» What this exercise asks
A. According to the quoted passage in the blog post remembering Michael Jackson, why did Jackson pick amusement parks and toys? Answer in one to three sentences.
B. Translate this sentence from the blog post remembering Michael Jackson into Spanish: "He had always struck me as a supremely talented, yet deeply unhappy man."
C. In the blog post titled "Pretties," through which blog did the writer find the video being shared?

[Passage shown]

Michael Jackson Remembered

I, like many, have grown up with Michael Jackson and was so sad to hear of his death today. He had always struck me as a supremely talented, yet deeply unhappy man. I won't say much, but there are some amazingly good articles which you might like to read. In the meantime, watch this video.


UPDATED: It is perhaps Stephen Metcalf who expresses my sentiments the best:

The falsetto speaking voice, the licorice eyes, hair steam ironed and Zambonied until it was straight. The skin—what? We still don’t know. Bleached? Blanched? Poached? The barely suppressed facial hair. Effacement, defacement, refacement, unfacement. What word could do justice to the creation, out of a perfectly normal human countenance, of the dilapidated faerie mask that MJ’s eventually became? It was as if the slightest concession to the normal human horizon would let in a besieging pain. To substitute for the childhood he never had, he picked, with uncanny accuracy, exactly those things that don’t substitute for an actual childhood. Amusement parks and toys—the placatory devices of the bad parent.

A genius; an angry dancer; a grotesque among grotesques. What to make of Jacksonian America, now that the King himself is dead? An immense and spectacular frenzy; an urgent celebration; the affect of triumph; at its center a derangement; beneath that, in all likelihood, nothing.

Monday, June 9, 2008

Pretties

Image via ffffound.

Yeah, I know the last post was kinda heavy, so here's an amazing video that I can't stop watching, found via the amazing blog MetroDad. (Yeah, I read a quasi-parenting blog and have no children, but it's hell funny and you'll probably love it, too.)

Wednesday, June 4, 2008

Rising (Con)chords

Image via Sharp Notes.

[/Passage shown]
[Available data]

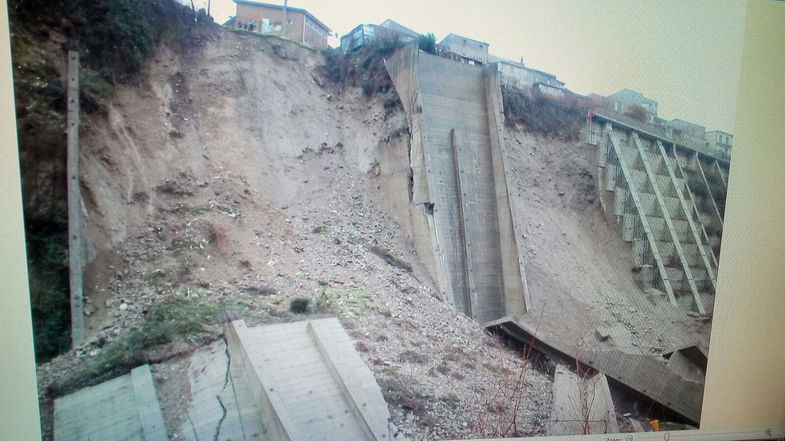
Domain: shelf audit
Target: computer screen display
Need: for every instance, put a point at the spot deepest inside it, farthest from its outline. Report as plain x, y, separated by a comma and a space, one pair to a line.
340, 220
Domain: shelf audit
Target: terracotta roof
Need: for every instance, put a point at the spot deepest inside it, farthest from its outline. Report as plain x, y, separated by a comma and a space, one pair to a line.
274, 6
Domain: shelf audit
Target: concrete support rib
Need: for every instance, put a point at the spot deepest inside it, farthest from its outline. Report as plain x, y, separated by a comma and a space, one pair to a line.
699, 167
615, 151
470, 295
716, 165
685, 264
695, 212
513, 269
687, 214
457, 159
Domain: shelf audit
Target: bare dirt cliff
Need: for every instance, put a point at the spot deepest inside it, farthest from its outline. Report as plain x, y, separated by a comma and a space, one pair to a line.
236, 175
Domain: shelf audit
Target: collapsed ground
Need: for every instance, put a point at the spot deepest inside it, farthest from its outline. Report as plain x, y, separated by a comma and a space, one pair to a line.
235, 175
238, 176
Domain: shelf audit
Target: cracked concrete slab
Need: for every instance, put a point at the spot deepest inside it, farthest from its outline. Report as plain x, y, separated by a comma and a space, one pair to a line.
221, 407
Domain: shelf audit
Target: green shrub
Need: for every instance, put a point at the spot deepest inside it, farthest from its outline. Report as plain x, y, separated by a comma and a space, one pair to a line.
299, 305
192, 320
114, 38
95, 91
49, 295
427, 43
540, 114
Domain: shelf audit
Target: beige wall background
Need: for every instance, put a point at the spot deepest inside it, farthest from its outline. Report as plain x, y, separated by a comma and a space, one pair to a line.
745, 383
18, 397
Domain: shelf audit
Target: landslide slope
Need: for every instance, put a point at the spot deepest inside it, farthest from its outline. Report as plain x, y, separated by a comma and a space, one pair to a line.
233, 173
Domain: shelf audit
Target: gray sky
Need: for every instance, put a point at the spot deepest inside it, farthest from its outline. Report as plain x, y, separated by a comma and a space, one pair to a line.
684, 54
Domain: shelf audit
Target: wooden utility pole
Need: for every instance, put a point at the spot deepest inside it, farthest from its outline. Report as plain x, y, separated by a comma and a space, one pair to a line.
74, 203
286, 18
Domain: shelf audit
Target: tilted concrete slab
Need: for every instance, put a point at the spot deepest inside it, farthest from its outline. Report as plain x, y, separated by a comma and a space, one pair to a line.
123, 409
581, 404
309, 381
459, 180
647, 374
222, 408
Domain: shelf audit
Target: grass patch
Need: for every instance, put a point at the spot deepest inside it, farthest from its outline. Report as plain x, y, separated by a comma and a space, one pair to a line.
540, 114
363, 68
392, 259
190, 320
299, 305
341, 300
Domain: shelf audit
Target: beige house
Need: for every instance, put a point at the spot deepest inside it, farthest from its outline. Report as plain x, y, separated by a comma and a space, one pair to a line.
472, 51
293, 23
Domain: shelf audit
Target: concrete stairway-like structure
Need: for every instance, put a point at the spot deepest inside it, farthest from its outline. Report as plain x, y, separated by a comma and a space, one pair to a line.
459, 206
674, 230
308, 382
298, 381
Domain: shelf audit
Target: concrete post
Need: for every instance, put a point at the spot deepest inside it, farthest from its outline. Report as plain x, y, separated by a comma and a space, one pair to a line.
74, 203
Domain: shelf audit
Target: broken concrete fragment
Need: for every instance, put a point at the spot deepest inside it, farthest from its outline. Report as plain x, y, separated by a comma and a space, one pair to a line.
602, 333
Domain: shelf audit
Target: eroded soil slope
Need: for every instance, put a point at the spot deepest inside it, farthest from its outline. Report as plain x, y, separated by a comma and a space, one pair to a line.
232, 173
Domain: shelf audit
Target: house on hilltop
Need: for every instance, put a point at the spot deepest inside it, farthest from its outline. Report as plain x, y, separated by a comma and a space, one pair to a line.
517, 74
387, 30
467, 50
721, 142
626, 99
293, 23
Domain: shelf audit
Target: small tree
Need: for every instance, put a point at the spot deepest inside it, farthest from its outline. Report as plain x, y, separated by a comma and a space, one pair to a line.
428, 43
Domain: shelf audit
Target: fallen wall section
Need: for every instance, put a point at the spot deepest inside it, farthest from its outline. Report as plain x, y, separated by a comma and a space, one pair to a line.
459, 204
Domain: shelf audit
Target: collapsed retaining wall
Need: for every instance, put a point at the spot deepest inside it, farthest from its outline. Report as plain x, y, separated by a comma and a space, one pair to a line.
459, 211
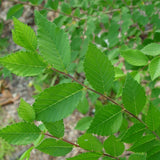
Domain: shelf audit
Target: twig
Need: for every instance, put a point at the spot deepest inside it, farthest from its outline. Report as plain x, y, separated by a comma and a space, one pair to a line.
108, 98
76, 145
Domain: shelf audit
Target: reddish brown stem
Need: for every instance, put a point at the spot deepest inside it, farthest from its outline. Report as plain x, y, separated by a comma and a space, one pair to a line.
76, 145
107, 97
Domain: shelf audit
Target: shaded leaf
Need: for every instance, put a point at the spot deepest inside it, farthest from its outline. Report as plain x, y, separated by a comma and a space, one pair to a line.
107, 120
26, 154
154, 68
83, 105
84, 123
133, 133
24, 35
26, 111
98, 69
55, 128
153, 118
137, 156
133, 96
113, 146
152, 49
134, 57
90, 143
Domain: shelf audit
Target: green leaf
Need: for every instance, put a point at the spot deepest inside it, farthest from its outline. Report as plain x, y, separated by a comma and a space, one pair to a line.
53, 4
154, 153
65, 7
98, 69
144, 144
24, 63
24, 35
154, 68
137, 156
26, 111
20, 133
134, 57
153, 118
83, 105
56, 103
55, 128
90, 143
15, 11
84, 123
86, 156
53, 43
26, 154
133, 133
36, 2
113, 146
107, 120
55, 147
153, 49
133, 96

[/Available data]

» Replies
A. He picked them to substitute for the childhood he never had. The passage adds that these are exactly the things that can't replace an actual childhood, calling them "the placatory devices of the bad parent."

B. Siempre me había parecido un hombre de un talento extraordinario, pero profundamente infeliz.

C. Through the blog MetroDad.